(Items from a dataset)
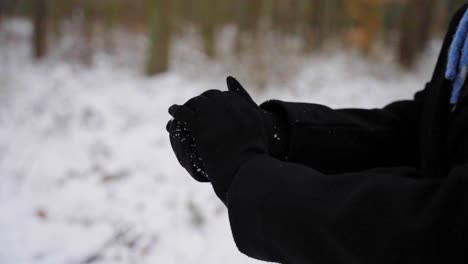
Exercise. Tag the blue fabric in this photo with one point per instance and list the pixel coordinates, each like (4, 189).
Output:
(457, 64)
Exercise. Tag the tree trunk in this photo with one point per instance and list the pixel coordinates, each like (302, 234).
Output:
(160, 27)
(39, 39)
(415, 30)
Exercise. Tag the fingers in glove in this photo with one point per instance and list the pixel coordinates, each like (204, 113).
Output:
(211, 93)
(195, 103)
(169, 125)
(181, 112)
(235, 86)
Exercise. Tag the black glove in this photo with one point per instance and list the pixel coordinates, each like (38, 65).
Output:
(214, 127)
(185, 150)
(227, 129)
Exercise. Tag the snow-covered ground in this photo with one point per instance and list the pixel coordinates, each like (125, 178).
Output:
(86, 170)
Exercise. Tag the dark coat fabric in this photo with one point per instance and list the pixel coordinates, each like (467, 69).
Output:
(361, 186)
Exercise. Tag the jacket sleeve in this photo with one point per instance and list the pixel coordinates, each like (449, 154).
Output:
(289, 213)
(344, 140)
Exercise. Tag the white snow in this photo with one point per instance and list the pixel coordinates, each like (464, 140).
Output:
(87, 174)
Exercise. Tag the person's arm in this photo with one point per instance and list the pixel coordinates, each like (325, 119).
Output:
(289, 213)
(346, 140)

▸ **Goal of the exercise**
Repeat every item above word for word, leaving out the pictures.

▸ **Response for this exercise**
Exercise. Tag the blue fabric in this photo with one point per instance and list the pixel coordinates, each like (4, 189).
Output:
(457, 64)
Exercise. Tag the tree trunk in this photo with one point per instance and list the pixel coordinates, each like (302, 234).
Output:
(160, 27)
(39, 39)
(415, 30)
Exercise. Tag the fingers in glove in this photo with one point per instance and list the pixel coordinates, each like (204, 113).
Output:
(211, 93)
(195, 103)
(169, 125)
(181, 112)
(235, 86)
Exercise. Tag the black glove in this photo with one point per instance and list the pixel coordinates, each like (38, 65).
Output:
(214, 127)
(185, 150)
(227, 129)
Exercise. Tag the snow-covered ground in this photo with one point per instance and list the pixel coordinates, each like (125, 178).
Output:
(86, 170)
Exercise. Tag the dark coat fabric in this photo with one point per instance and list the pixel coordinates, each like (467, 69).
Output:
(361, 186)
Exercise. Tag the jacket sleeve in this photo with one point per instance and list the pixel coordinates, each like (449, 154).
Output:
(289, 213)
(344, 140)
Exercise. Tag the white snow in this photo with one point per instance and list the pixel coordinates, each like (464, 140).
Output:
(87, 174)
Exercise. Tag the person's arm in this photo with one point per instance and list the pixel coordinates, each like (325, 119).
Output:
(289, 213)
(346, 140)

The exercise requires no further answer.